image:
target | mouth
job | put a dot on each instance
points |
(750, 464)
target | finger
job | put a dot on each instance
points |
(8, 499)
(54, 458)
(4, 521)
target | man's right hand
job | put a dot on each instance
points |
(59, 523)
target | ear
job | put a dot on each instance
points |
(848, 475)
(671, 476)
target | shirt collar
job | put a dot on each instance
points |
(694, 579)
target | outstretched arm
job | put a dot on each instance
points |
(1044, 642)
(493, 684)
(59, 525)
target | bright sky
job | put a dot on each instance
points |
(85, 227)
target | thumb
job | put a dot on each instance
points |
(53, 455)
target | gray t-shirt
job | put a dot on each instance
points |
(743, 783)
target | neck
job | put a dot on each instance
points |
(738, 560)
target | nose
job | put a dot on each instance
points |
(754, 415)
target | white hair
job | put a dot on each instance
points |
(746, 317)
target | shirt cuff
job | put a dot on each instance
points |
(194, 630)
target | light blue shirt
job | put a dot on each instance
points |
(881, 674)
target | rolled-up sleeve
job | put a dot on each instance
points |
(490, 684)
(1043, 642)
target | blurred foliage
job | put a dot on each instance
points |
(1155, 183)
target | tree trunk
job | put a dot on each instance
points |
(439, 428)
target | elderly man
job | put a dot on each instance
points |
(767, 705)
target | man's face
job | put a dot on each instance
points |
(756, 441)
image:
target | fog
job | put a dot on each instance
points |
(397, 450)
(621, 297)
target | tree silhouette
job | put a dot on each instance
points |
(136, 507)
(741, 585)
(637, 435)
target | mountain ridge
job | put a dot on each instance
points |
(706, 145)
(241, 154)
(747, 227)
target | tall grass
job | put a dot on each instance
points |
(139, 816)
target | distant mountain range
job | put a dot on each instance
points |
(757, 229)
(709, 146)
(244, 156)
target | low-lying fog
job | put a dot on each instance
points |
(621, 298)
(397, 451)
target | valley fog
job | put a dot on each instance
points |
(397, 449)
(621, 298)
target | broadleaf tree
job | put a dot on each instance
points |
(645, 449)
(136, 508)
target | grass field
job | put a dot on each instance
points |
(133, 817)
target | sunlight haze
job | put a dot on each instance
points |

● ● ● ●

Give every row above as a JSON list of strings, with one string for each line and no blank lines.

Finished exercise
[
  "image:",
  "target | mouth",
  "job | put a dot on each instance",
  "points |",
  "(750, 464)",
  "target | finger",
  "job | put a dot on each instance",
  "points |",
  "(8, 499)",
  "(54, 458)",
  "(4, 521)",
  "target | man's right hand",
  "job | put a dot on each instance",
  "points |",
  "(59, 523)",
  "target | ear",
  "job | put a dot on each instance",
  "points |",
  "(848, 475)",
  "(671, 476)",
  "target | shirt collar",
  "job | put a dot on each instance",
  "points |",
  "(694, 579)",
  "target | outstretched arm",
  "job | put a dot on each instance",
  "points |",
  "(1044, 642)",
  "(493, 684)",
  "(59, 525)",
  "target | bright sky",
  "job | put a dot on each instance",
  "points |",
  "(85, 227)",
  "target | thumb",
  "job | put a dot on each instance",
  "points |",
  "(53, 455)",
  "target | gray t-shirt",
  "job | put a dot on each instance",
  "points |",
  "(743, 783)",
  "target | neck",
  "job | put a dot on each instance",
  "points |",
  "(738, 560)",
  "target | nose",
  "job | put a dot on each instance",
  "points |",
  "(754, 415)",
  "target | white hair",
  "job | put a dot on each instance",
  "points |",
  "(746, 317)",
  "target | shirt cuff",
  "job | put a dot on each instance",
  "points |",
  "(194, 630)",
  "target | light blue shirt",
  "job | put a dot on each instance",
  "points |",
  "(881, 674)",
  "target | rolled-up sleeve",
  "job | put a dot on each instance",
  "points |",
  "(490, 684)",
  "(1043, 642)",
  "target | blurred foliage",
  "job | put a dot on each instance",
  "points |",
  "(1155, 183)",
  "target | tree trunk",
  "job | put a dot on each instance",
  "points |",
  "(439, 428)",
  "target | elderly man",
  "job | put a dot on each instance",
  "points |",
  "(767, 705)",
  "target | man's face",
  "job | put a dot on each instance",
  "points |",
  "(756, 441)",
  "image:",
  "target | fog",
  "job | put a dot on each instance",
  "points |",
  "(397, 450)",
  "(621, 297)",
  "target | tree silhouette",
  "job | put a dot on each instance",
  "points |",
  "(136, 507)",
  "(741, 585)",
  "(637, 435)",
  "target | mountain ridge",
  "job | put a dot on each instance",
  "points |",
  "(706, 145)",
  "(241, 154)",
  "(747, 227)",
  "target | tall grass",
  "job | put a dot on each instance",
  "points |",
  "(139, 816)",
  "target | distant mountain range",
  "job | put a dot on each instance",
  "points |",
  "(757, 229)",
  "(709, 146)",
  "(244, 156)",
  "target | low-lying fog",
  "job | put a dot on each instance",
  "points |",
  "(621, 298)",
  "(397, 451)",
  "target | valley fog",
  "job | put a dot on each instance",
  "points |",
  "(397, 449)",
  "(621, 298)",
  "target | broadleaf tree",
  "job | put a dot on each instance",
  "points |",
  "(645, 449)",
  "(136, 508)",
  "target | grass field",
  "job | put a dot on each instance",
  "points |",
  "(133, 817)",
  "target | sunlight haze",
  "job | put a dot on each instance",
  "points |"
]